**Dataset rows on where objects appear**
====

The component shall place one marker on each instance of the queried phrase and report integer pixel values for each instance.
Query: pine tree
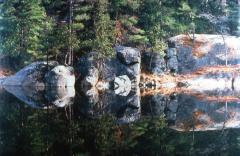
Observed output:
(128, 31)
(23, 38)
(104, 31)
(73, 21)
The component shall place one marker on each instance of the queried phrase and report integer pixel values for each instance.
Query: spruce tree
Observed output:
(23, 25)
(104, 30)
(128, 30)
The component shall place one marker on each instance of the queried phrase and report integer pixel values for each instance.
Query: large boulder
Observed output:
(91, 78)
(41, 74)
(194, 52)
(93, 71)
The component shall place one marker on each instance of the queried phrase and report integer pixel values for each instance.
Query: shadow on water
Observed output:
(33, 123)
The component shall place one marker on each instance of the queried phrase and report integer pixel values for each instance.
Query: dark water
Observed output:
(160, 125)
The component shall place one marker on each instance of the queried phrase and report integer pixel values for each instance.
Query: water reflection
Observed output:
(38, 97)
(108, 124)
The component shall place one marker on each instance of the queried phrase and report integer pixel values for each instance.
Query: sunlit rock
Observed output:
(122, 85)
(99, 72)
(205, 50)
(92, 96)
(60, 76)
(91, 78)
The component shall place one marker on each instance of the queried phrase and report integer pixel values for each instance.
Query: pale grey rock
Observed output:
(61, 76)
(91, 78)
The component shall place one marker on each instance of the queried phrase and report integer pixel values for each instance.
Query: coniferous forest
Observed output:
(64, 30)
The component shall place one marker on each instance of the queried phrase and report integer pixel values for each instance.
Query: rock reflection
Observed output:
(126, 108)
(195, 111)
(38, 97)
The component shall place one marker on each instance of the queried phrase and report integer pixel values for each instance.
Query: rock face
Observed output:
(127, 63)
(41, 74)
(203, 50)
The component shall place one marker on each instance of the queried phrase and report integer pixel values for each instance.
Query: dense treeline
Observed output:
(66, 29)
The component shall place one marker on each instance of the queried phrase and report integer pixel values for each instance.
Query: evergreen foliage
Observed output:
(67, 29)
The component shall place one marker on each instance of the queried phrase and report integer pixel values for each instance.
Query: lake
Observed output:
(178, 124)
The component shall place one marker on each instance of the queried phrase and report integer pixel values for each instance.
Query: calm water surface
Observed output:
(33, 123)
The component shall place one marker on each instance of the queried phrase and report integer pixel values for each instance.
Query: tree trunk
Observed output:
(224, 3)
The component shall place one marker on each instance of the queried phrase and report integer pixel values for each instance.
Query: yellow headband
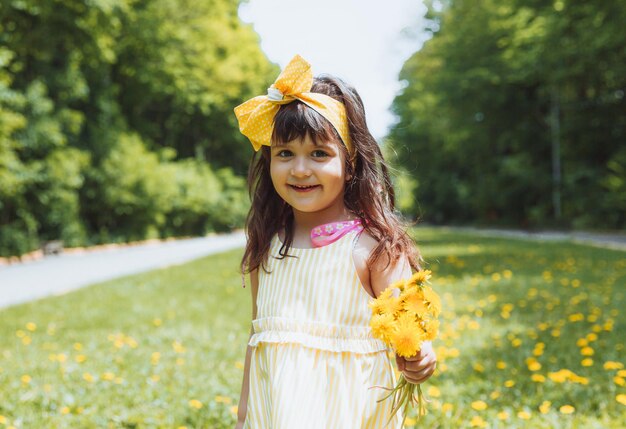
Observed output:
(256, 116)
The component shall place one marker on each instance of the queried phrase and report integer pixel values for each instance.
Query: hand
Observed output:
(419, 368)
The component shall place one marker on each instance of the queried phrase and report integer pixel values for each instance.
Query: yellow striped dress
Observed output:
(315, 363)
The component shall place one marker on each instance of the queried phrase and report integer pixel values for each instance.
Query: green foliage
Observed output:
(134, 352)
(116, 119)
(475, 116)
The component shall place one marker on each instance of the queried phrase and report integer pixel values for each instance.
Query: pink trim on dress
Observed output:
(330, 232)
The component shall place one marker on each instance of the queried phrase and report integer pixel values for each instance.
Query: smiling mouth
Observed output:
(298, 188)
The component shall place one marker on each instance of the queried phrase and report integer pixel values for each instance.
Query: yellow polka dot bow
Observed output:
(256, 116)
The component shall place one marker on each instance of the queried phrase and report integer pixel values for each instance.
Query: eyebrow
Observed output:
(323, 145)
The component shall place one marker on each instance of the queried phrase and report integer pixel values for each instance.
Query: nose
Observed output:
(300, 168)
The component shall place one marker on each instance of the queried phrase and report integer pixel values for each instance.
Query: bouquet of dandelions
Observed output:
(404, 316)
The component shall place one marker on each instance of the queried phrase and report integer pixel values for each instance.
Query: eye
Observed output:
(319, 154)
(283, 153)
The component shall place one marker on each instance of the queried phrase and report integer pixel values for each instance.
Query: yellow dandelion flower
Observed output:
(391, 306)
(414, 303)
(405, 338)
(420, 277)
(479, 405)
(431, 329)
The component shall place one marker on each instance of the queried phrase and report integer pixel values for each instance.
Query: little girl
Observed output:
(323, 240)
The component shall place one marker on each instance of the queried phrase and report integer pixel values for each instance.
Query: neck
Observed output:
(304, 222)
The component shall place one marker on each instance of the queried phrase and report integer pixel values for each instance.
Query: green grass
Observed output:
(138, 352)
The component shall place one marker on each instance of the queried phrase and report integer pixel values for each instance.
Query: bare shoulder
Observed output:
(377, 277)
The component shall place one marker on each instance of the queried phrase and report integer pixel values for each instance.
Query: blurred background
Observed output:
(117, 126)
(116, 119)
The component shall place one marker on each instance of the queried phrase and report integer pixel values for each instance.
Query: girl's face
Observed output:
(309, 178)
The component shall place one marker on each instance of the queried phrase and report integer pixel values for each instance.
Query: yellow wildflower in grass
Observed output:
(478, 367)
(478, 422)
(534, 366)
(404, 316)
(587, 362)
(194, 403)
(608, 365)
(108, 376)
(586, 351)
(538, 378)
(479, 405)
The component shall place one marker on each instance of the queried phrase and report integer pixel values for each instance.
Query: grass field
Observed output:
(532, 337)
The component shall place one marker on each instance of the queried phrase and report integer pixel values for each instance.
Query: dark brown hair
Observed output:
(369, 194)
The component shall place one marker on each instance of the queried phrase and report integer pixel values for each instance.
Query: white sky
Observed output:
(364, 42)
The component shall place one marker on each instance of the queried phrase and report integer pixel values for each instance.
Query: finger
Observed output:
(418, 365)
(401, 363)
(421, 375)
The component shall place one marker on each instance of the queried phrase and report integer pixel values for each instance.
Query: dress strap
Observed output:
(328, 233)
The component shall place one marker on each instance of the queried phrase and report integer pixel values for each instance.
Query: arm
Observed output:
(243, 399)
(420, 367)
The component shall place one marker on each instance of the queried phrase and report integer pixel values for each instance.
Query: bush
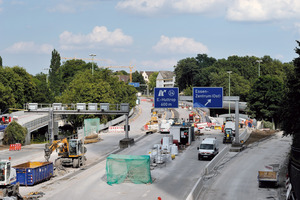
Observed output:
(14, 133)
(267, 124)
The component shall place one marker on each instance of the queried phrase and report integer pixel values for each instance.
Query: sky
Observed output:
(150, 35)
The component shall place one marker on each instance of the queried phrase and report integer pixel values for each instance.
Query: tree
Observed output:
(14, 133)
(55, 78)
(185, 72)
(290, 113)
(7, 99)
(43, 93)
(152, 81)
(69, 69)
(21, 84)
(265, 98)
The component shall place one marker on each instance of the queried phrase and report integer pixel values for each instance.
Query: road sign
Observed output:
(134, 84)
(166, 97)
(208, 97)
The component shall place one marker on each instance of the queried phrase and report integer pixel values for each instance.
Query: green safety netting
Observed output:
(91, 126)
(128, 167)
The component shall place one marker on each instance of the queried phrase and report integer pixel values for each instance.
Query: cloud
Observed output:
(142, 6)
(63, 8)
(233, 10)
(164, 64)
(179, 45)
(1, 1)
(98, 37)
(148, 7)
(29, 47)
(263, 10)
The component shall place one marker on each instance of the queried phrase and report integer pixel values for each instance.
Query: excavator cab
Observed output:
(76, 147)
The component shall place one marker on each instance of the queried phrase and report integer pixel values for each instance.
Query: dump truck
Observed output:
(8, 181)
(70, 152)
(268, 178)
(228, 136)
(31, 173)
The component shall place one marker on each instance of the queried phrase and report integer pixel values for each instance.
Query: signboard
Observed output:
(135, 84)
(116, 129)
(166, 97)
(208, 97)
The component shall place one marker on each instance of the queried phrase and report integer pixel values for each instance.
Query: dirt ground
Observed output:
(257, 135)
(4, 147)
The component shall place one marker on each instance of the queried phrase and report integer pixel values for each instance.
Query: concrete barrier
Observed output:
(209, 167)
(196, 190)
(245, 135)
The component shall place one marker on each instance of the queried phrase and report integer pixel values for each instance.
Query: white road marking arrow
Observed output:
(208, 101)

====

**PROBLEM TO SOLVE**
Quote the full listing above word for word; exclude every picture from the copy.

**SOLUTION FOR THIS PROBLEM**
The component shall place one marker on each instance of the queried phrase and report integer pixel values for each instance.
Query: pine tree
Observed output:
(128, 31)
(23, 38)
(104, 31)
(73, 21)
The component shall place one marker on each instance of the queried phrase and report integer pixel values for each instance.
Query: spruce tree
Observed output:
(23, 25)
(104, 30)
(128, 30)
The component shall place one marker on each instance of the queried phrase and report integer pixel values for each instance.
Query: large boulder
Observed output:
(91, 78)
(41, 74)
(194, 52)
(93, 71)
The component shall place one marker on each instance of the queried phrase and report integer pixel values for each instance.
Query: shadow on water
Observed output:
(33, 123)
The component shall place one marker on each instance of the queried phrase and report integer pixel values for each instance.
Query: dark water
Observed output:
(160, 125)
The component shall place one marker on each instance of the queried phrase and report integer pixel values for each instance.
Query: water reflection
Observed output:
(38, 97)
(108, 124)
The component shall place one marker on each instance of the queried phrase and report integer pixel values for each instance.
Query: sunlit rock
Observed output:
(122, 85)
(99, 72)
(205, 50)
(92, 96)
(60, 76)
(91, 78)
The component shall place one marker on each instance of the queried phrase and report integer pixel values for each instance.
Query: pale grey rock
Observed output:
(61, 76)
(91, 78)
The component shall place one marker on each instance of the queried phrase and report integer pixel values for each instance.
Query: coniferous forest
Observed output:
(64, 30)
The component shall place one marker on each instance of the queried phrase and report integer pixel values for each instance.
Query: rock reflection
Observed output:
(126, 108)
(195, 111)
(38, 97)
The component shall place one marker on each instance of the queried phrase and report integer pixel values for each instance.
Query: rock face
Observed output:
(127, 63)
(41, 74)
(203, 50)
The component shall place one marker on each instance of the queried phrase and report integer pixel values for each instance.
Query: dense treeline
Observed output:
(66, 29)
The component shall place one marker on each instance of the queried phrase and report integer pixel values for each instance.
Query: evergreen foliage
Observed output:
(67, 29)
The component shall place one marker on each instance of the queried phrase and report integer pixel values for each instance.
Query: lake
Observed output:
(178, 124)
The component shall place one marker on each instance of the queried phrase and report integer pixel values for each instance.
Query: calm water surface
Observed output:
(33, 123)
The component shall place one marker on each instance of the queried phrase and report integer pixel values for each instance.
Query: tree trunk
Observed output:
(224, 3)
The component shall place one marker on each instance of the queried phrase and report integer pixel values for each instance.
Query: yellow headband
Observed output:
(256, 116)
The component shall place one marker on each instance of the queried phrase and report integer pixel values for each instance.
Query: hand
Observed output:
(419, 368)
The component shall place one marker on each instance of the queried phrase and report integer pixel values for each instance.
Query: yellow striped dress
Observed output:
(315, 363)
The component shall place one marker on each instance of the queried phrase and report integer pixel values for each instance.
Query: green foliage
Observed output:
(134, 352)
(116, 119)
(475, 116)
The component shall place one marker on each instance of the queried phrase and report integer pixel values for each instance.
Query: pink trim on dress
Observed output:
(330, 232)
The component shall place one marker on each instance of the queried phrase and report integer pixel values for each instance.
Query: smiling mouth
Observed output:
(298, 188)
The component shall place one marker on each instance of the queried phrase and report integer pixel values for each instance.
Query: yellow polka dot bow
Observed output:
(256, 116)
The component shall place one marker on each instance of the queried phrase and report integer pixel values for each instance.
Query: eyebrow
Observed output:
(323, 145)
The component shall place one marker on each instance of the queried phrase and report integer pixel values for each instance.
Query: nose
Observed output:
(300, 168)
The component shall place one marker on each instance of the queried phrase and report integer pixel values for each instance.
Query: bouquet of dandelions
Observed output:
(404, 316)
The component shall place one marker on each instance of the queried phrase and report integer pixel values for each instance.
Query: eye
Observed output:
(319, 154)
(283, 153)
The component shall place one marker on each instance of the queried phrase and report integer pixel values for each instance.
Query: yellow dandelion flower
Observed output:
(391, 306)
(414, 303)
(405, 338)
(420, 277)
(479, 405)
(431, 329)
The component shall place one marker on each instance of the queried phrase and report integer pixel values for each instance.
Query: little girl
Observed output:
(323, 240)
The component shall place one marker on each instance of the queried phrase and report integer pixel values for each instance.
Query: neck
Observed output:
(304, 222)
The component shall place one marker on each instance of the queried phrase and report integer pixel values for each instance.
Query: green grass
Observed output:
(138, 352)
The component shall place one marker on each instance of the queried phrase and report integer pixel values for each instance.
Query: bare shoulder
Observed output:
(377, 277)
The component shall place one marker on each instance of the queried phrase and report integer pixel values for each instance.
Query: blurred background
Observed output:
(117, 126)
(116, 119)
The component shall place one marker on each instance of the queried phrase and report integer pixel values for each instance.
Query: girl's face
Observed output:
(309, 178)
The component shall place one marker on each instance of the queried phrase and report integer pixel values for each instance.
Query: yellow wildflower in grass
Observed output:
(478, 367)
(478, 422)
(534, 366)
(404, 316)
(587, 362)
(194, 403)
(608, 365)
(108, 376)
(586, 351)
(538, 378)
(479, 405)
The component shall place one marker on each instance of the queried phrase and report integer pixel values for each instance.
Query: grass field
Observed output:
(532, 337)
The component shall place one marker on each instance of the queried phrase and report integer pixel values for each instance.
Query: dark brown hair
Observed output:
(369, 194)
The component shall place one marker on each instance of the queried phrase and report integer pixel values for each instance.
Query: white sky
Observed output:
(364, 42)
The component shall place one marker on each instance of the queried phrase and report integer pixel values for each instance.
Query: finger
Observed output:
(418, 365)
(401, 363)
(421, 375)
The component shall place one marker on each instance of the queried phrase and report integer pixel values for each instance.
Query: dress strap
Observed output:
(328, 233)
The component shall place one marker on each instance of the queried phrase and report integer pixel values for each instance.
Query: arm
Observed output:
(243, 399)
(420, 367)
The component shall place one marker on each instance of the queried phrase and report integer pixel values for each instance.
Query: bush
Observed output:
(14, 133)
(267, 124)
The component shall place one marker on each instance of the queried phrase and report integer pixel values for each instance.
Query: sky
Observed output:
(150, 35)
The component shall place one marker on each instance of the queried phrase and report integer pixel values for each instance.
Query: tree
Observed output:
(14, 133)
(55, 78)
(185, 72)
(290, 113)
(7, 99)
(43, 93)
(152, 81)
(69, 69)
(21, 84)
(265, 98)
The component shall place one marker on each instance of the queried phrase and report integer pixel values for each instance.
Query: road sign
Observed output:
(134, 84)
(166, 97)
(208, 97)
The component shall place one marker on each instance of the queried phrase and report integer pixel values for each instance.
Query: green safety netting
Observed output:
(91, 126)
(128, 167)
The component shall place one marker on each instance of the queried phrase and report integer pixel values for each instance.
Query: cloud
Observed output:
(142, 6)
(63, 8)
(233, 10)
(164, 64)
(179, 45)
(1, 1)
(98, 37)
(148, 7)
(29, 47)
(263, 10)
The component shall place one marker on each instance of the queried phrase and report integer pixel values for each instance.
Query: excavator cab
Observed output:
(76, 147)
The component shall place one marker on each instance of the queried phrase and report integer pixel values for each instance.
Query: dump truck
Observed output:
(8, 181)
(70, 152)
(268, 178)
(228, 136)
(31, 173)
The component shall place one marker on each instance of the queried phrase and report integer pixel values for each instance.
Query: signboard
Observed output:
(135, 84)
(116, 129)
(166, 97)
(208, 97)
The component shall place one marker on each instance of the queried phrase and report integer pixel values for each instance.
Query: dirt ground
Observed output:
(257, 135)
(4, 147)
The component shall place one marker on each instance of the queried phrase and report integer pixel values for each instance.
Query: concrete barrier
Observed output:
(209, 167)
(196, 190)
(245, 135)
The component shall place one marker on each instance of the queried phrase and report integer pixel values for each instance.
Query: white road marking arrow
Observed output:
(208, 101)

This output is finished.